Source data
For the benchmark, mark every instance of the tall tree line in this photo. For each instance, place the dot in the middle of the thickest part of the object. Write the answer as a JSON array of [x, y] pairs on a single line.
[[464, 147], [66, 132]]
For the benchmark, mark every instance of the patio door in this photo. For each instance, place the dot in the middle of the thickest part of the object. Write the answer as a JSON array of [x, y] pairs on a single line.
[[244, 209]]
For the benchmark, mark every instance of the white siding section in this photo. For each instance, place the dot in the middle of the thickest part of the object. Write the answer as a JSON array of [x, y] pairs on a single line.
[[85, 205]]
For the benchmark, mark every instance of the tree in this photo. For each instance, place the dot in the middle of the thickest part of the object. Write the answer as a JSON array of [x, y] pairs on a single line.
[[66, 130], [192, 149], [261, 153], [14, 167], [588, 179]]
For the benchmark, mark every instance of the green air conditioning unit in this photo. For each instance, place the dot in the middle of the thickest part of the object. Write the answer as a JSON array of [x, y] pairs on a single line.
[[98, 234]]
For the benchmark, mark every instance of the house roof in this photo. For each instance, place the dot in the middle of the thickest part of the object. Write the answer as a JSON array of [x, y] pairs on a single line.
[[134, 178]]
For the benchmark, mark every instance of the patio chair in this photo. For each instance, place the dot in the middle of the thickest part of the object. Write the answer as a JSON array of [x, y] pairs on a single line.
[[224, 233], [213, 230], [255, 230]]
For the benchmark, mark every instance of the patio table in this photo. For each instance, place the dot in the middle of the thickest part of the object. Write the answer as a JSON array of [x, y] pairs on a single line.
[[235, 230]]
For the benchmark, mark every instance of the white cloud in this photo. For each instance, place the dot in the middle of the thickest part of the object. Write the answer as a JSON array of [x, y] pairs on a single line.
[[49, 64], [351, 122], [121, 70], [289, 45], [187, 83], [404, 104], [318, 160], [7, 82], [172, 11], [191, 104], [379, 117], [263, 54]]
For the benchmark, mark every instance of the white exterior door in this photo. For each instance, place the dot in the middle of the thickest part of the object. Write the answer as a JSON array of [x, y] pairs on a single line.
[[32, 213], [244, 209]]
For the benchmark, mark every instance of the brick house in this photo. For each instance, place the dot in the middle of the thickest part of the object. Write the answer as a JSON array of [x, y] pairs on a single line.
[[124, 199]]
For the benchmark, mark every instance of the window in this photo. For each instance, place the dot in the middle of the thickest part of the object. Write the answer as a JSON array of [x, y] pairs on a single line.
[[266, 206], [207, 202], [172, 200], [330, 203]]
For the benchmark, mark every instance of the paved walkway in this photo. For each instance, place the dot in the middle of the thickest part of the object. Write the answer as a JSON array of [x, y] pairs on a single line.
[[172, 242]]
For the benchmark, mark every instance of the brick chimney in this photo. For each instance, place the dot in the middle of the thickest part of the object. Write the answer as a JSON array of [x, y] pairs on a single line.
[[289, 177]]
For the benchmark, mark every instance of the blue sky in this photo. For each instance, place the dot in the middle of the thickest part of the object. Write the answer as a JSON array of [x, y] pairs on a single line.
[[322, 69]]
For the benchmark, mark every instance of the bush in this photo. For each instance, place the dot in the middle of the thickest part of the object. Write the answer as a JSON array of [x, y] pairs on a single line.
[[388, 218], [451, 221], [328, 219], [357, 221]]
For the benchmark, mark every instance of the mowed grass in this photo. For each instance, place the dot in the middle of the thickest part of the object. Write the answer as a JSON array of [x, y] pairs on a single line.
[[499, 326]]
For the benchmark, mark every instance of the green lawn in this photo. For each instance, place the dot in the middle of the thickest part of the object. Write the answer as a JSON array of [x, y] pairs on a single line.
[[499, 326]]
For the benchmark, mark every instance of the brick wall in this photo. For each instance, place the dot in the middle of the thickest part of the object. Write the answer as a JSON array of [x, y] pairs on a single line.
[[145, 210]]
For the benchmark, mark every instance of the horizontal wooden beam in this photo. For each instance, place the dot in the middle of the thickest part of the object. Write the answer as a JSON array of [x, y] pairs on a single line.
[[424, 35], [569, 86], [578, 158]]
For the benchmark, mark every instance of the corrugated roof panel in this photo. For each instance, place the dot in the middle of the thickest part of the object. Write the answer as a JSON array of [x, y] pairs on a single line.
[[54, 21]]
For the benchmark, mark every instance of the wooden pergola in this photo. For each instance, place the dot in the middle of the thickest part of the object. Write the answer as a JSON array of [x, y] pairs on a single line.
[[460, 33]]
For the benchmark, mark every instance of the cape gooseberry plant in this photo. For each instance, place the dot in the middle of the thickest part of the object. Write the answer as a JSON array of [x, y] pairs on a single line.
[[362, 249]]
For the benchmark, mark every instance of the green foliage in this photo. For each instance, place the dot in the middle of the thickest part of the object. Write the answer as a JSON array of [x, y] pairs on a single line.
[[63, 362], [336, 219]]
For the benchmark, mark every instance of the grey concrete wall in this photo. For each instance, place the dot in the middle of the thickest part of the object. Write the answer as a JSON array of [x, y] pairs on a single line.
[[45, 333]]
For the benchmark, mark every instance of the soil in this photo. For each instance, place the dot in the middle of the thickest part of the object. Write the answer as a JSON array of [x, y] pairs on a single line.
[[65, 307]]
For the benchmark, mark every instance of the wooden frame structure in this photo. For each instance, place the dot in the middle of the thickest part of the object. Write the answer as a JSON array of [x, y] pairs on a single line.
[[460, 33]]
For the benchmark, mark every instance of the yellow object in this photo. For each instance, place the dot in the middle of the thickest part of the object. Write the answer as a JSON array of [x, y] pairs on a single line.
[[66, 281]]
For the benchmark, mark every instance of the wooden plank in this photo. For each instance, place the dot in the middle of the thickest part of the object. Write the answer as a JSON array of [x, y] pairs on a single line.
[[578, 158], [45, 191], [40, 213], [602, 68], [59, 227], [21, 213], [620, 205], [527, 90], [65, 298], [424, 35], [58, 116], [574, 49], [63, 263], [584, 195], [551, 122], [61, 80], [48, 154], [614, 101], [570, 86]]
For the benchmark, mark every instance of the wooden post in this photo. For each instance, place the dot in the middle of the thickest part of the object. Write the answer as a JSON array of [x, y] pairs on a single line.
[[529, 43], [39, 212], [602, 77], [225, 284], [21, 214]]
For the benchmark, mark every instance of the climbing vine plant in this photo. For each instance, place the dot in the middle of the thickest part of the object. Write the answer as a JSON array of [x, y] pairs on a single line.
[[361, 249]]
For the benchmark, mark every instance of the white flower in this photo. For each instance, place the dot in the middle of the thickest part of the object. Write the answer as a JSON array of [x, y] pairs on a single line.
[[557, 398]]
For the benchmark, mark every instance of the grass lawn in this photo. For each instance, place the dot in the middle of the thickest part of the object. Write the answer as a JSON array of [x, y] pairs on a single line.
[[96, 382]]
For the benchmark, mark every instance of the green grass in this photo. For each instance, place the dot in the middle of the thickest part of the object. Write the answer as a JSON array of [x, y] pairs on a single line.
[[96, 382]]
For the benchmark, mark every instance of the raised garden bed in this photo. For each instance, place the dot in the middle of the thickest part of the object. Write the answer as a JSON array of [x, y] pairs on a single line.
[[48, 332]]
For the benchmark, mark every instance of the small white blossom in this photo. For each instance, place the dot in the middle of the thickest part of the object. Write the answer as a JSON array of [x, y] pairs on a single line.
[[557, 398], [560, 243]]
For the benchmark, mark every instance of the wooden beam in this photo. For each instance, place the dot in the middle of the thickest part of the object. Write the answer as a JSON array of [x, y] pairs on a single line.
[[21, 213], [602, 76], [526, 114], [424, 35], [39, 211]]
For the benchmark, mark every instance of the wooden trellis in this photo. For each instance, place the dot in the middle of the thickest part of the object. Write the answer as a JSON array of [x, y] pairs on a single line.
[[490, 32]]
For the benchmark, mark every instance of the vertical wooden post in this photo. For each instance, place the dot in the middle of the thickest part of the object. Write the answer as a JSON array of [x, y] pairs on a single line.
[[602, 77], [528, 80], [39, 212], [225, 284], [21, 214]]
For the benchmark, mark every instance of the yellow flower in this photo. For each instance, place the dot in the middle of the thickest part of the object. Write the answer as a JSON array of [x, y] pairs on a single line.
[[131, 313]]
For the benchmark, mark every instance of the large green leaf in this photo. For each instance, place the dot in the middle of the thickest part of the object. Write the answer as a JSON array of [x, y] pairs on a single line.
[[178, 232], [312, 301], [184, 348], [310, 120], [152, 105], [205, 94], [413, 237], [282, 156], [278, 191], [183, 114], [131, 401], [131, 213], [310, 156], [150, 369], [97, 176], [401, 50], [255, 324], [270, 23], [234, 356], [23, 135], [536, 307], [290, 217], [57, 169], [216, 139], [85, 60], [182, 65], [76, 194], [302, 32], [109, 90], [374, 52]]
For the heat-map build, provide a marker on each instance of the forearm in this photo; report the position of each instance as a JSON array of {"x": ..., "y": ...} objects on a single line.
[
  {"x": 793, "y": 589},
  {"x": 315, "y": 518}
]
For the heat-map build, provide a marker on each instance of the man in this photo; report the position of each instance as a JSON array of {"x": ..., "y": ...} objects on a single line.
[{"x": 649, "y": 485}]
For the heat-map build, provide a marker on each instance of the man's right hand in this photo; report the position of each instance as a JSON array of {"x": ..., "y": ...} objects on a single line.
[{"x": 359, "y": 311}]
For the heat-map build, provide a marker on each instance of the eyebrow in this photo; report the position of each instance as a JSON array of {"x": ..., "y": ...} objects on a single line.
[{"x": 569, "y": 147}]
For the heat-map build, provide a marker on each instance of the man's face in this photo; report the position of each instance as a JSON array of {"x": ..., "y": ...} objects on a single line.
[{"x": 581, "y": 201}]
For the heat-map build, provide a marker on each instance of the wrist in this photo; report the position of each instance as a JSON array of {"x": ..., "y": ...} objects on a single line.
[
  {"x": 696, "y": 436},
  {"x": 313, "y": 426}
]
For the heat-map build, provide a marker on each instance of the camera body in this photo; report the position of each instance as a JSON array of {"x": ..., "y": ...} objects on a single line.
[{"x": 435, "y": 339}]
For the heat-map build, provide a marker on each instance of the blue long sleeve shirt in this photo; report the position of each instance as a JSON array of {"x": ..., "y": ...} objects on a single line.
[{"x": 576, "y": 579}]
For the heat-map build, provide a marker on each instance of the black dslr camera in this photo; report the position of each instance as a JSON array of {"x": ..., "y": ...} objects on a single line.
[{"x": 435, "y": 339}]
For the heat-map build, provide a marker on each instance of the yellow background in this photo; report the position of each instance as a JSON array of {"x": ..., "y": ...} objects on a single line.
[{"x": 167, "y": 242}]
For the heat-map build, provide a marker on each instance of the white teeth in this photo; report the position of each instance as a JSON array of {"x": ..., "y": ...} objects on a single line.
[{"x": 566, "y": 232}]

▶ [What you will do] Reproduce precisely the span of lines that begins at the line containing "the man's right" and ends with the last line of the listing.

▶ [Solution to the exercise]
For the heat-map build, provide a marker on each instance of the man's right hand in this photo; report the position of each instance as a JSON array of {"x": ..., "y": ...} objects on a single line.
[{"x": 359, "y": 311}]
For the heat-map build, provide a marker on each instance of the eyebrow in this photo; report the position of each instance as a JSON array of {"x": ..., "y": ...} objects on a single line.
[{"x": 569, "y": 147}]
For the heat-map build, provide a marker on each instance of the man's face in this photo; report the position of each instance as a JSON array of {"x": ..., "y": ...} objects on a single line.
[{"x": 581, "y": 201}]
For the heat-map build, provide a marker on each instance of the wrist in this photo; report the position of each instance as a JSON array of {"x": ..., "y": ...} objects on a single line.
[
  {"x": 696, "y": 436},
  {"x": 313, "y": 426}
]
For the heat-map build, provide a marker on each instance of the camera body in this photo; report the position of each instance as a JSON array of {"x": ..., "y": ...} objects on a single line.
[{"x": 435, "y": 339}]
For the heat-map build, provide a marker on each instance of the blue long sleeve shirt in this photo; report the position of each instance as a JSON array of {"x": ..., "y": ...} objects on a single line.
[{"x": 576, "y": 579}]
For the heat-map build, provide a marker on each instance of the black dslr camera in this photo; report the position of each instance as a JSON array of {"x": ..., "y": ...} objects on a single line.
[{"x": 435, "y": 339}]
For the heat-map build, provide a marker on each instance of the yellow background in this photo; report the position of each instance as a JSON array of {"x": ..., "y": ...} objects on a single line.
[{"x": 167, "y": 242}]
For the heat-map build, provide a marker on each instance of the white teeth in this photo; report the position of each instance as a JSON array of {"x": ..., "y": ...} objects on a single line.
[{"x": 566, "y": 232}]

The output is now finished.